__Work to do__.
Everything from the line with "[locate] stone statue" through the last line of the records below should be copied exactly, both ends included.

__Records supplied__.

— start —

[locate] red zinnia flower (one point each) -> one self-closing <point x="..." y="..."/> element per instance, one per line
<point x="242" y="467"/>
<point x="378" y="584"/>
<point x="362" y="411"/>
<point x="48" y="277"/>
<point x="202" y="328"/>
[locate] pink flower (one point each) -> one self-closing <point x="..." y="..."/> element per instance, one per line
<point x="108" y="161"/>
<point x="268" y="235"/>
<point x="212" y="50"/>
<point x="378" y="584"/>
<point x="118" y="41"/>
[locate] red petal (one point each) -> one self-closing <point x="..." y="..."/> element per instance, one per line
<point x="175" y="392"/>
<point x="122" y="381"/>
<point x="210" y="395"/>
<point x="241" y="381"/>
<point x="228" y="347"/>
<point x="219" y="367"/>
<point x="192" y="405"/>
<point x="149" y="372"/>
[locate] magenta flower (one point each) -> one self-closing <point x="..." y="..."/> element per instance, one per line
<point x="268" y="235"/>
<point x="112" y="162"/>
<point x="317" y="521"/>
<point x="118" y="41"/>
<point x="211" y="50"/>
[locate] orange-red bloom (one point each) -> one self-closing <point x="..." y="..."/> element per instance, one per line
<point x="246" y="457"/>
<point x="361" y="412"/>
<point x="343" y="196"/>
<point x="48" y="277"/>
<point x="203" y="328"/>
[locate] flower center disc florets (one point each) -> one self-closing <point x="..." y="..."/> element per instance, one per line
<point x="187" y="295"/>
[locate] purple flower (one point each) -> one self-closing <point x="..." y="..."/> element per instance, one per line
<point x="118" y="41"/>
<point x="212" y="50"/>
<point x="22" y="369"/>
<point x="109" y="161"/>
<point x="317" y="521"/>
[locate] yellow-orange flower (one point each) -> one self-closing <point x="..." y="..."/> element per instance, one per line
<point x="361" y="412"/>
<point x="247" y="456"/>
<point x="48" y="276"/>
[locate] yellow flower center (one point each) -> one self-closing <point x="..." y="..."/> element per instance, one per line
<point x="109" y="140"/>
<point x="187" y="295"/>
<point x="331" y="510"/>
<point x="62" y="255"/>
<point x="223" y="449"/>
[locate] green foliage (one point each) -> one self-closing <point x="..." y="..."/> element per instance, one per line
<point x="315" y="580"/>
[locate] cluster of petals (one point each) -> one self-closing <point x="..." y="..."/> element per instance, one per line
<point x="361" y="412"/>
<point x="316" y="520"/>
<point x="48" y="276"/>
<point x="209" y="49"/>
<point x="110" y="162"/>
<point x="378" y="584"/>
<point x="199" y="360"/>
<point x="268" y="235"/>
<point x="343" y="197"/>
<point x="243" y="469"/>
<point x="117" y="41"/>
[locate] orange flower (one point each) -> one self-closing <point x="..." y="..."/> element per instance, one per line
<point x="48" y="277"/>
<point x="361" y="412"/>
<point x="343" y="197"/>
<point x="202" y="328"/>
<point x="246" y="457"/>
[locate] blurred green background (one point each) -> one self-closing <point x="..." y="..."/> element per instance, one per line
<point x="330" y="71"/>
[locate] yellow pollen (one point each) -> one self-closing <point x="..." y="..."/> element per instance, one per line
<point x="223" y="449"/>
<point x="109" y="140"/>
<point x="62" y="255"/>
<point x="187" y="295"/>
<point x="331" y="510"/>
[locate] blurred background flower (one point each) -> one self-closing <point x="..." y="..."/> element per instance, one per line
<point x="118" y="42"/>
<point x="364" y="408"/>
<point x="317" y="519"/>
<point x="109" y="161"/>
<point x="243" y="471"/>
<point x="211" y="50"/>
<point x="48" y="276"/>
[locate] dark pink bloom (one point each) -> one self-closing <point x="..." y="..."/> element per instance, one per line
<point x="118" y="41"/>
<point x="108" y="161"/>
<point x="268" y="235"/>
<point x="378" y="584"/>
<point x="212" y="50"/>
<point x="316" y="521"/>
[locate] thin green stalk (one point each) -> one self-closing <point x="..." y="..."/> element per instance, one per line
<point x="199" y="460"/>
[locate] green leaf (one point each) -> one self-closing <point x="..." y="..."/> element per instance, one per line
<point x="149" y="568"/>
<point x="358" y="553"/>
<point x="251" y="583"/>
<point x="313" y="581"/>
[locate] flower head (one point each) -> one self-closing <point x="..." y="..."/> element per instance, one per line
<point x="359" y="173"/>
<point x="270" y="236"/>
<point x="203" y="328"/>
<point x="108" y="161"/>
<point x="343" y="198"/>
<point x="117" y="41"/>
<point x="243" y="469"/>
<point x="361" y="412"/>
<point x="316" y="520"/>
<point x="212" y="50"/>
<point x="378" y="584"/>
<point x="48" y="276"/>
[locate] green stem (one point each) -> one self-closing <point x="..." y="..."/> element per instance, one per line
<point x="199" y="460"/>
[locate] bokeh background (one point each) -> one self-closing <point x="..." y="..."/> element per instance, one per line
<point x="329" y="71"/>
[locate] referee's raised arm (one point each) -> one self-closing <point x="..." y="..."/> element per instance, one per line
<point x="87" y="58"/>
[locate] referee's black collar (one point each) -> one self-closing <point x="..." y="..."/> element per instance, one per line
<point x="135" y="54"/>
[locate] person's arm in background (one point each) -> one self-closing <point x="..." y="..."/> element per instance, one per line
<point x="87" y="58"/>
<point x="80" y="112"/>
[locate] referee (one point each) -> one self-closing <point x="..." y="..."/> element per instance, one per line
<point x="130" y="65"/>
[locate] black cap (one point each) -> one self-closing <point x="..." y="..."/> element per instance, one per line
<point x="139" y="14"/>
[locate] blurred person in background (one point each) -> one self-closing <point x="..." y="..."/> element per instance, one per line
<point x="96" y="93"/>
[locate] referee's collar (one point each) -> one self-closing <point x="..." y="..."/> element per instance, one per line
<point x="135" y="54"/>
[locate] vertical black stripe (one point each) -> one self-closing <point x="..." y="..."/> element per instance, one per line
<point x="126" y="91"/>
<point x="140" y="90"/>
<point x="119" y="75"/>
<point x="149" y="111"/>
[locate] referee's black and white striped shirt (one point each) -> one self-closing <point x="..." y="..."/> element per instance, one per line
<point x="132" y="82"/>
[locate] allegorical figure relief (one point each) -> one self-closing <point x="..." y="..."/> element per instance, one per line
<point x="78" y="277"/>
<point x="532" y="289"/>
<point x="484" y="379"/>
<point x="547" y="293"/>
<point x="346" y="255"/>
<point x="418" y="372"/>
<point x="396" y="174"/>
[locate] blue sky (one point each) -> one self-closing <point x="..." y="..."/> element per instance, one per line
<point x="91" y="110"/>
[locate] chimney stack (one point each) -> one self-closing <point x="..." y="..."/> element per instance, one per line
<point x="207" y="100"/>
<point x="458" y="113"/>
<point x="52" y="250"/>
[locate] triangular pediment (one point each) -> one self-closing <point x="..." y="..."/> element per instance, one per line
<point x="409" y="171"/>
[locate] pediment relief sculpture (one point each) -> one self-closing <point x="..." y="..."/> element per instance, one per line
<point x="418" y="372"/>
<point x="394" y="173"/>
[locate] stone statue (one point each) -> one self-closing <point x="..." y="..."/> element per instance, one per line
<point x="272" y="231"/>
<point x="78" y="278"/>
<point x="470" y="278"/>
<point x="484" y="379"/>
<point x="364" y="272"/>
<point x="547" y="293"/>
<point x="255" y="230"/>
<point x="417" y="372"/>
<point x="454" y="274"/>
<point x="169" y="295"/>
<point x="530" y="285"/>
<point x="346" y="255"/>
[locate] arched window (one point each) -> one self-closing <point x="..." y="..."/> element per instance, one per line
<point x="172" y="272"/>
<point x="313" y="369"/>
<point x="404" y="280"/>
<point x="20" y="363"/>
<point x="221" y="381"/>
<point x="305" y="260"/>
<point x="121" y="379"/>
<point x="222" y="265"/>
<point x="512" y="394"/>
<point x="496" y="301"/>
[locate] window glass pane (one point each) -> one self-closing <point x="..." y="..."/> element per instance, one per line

— end —

__Answer for the task__.
[locate] stone statue (one point each) -> one self-closing <point x="..." y="..."/> element per instance, one per line
<point x="272" y="231"/>
<point x="78" y="278"/>
<point x="470" y="278"/>
<point x="484" y="379"/>
<point x="364" y="272"/>
<point x="547" y="293"/>
<point x="255" y="230"/>
<point x="417" y="372"/>
<point x="454" y="274"/>
<point x="169" y="295"/>
<point x="530" y="285"/>
<point x="346" y="255"/>
[locate] arched window (one point each) -> one self-closing <point x="..." y="..."/> element per instance, one per line
<point x="172" y="272"/>
<point x="313" y="369"/>
<point x="404" y="280"/>
<point x="20" y="363"/>
<point x="221" y="381"/>
<point x="305" y="260"/>
<point x="121" y="379"/>
<point x="222" y="265"/>
<point x="512" y="394"/>
<point x="496" y="301"/>
[locate] window glass pane (one point each) -> one self-closing <point x="..." y="..."/> element per instance, one per line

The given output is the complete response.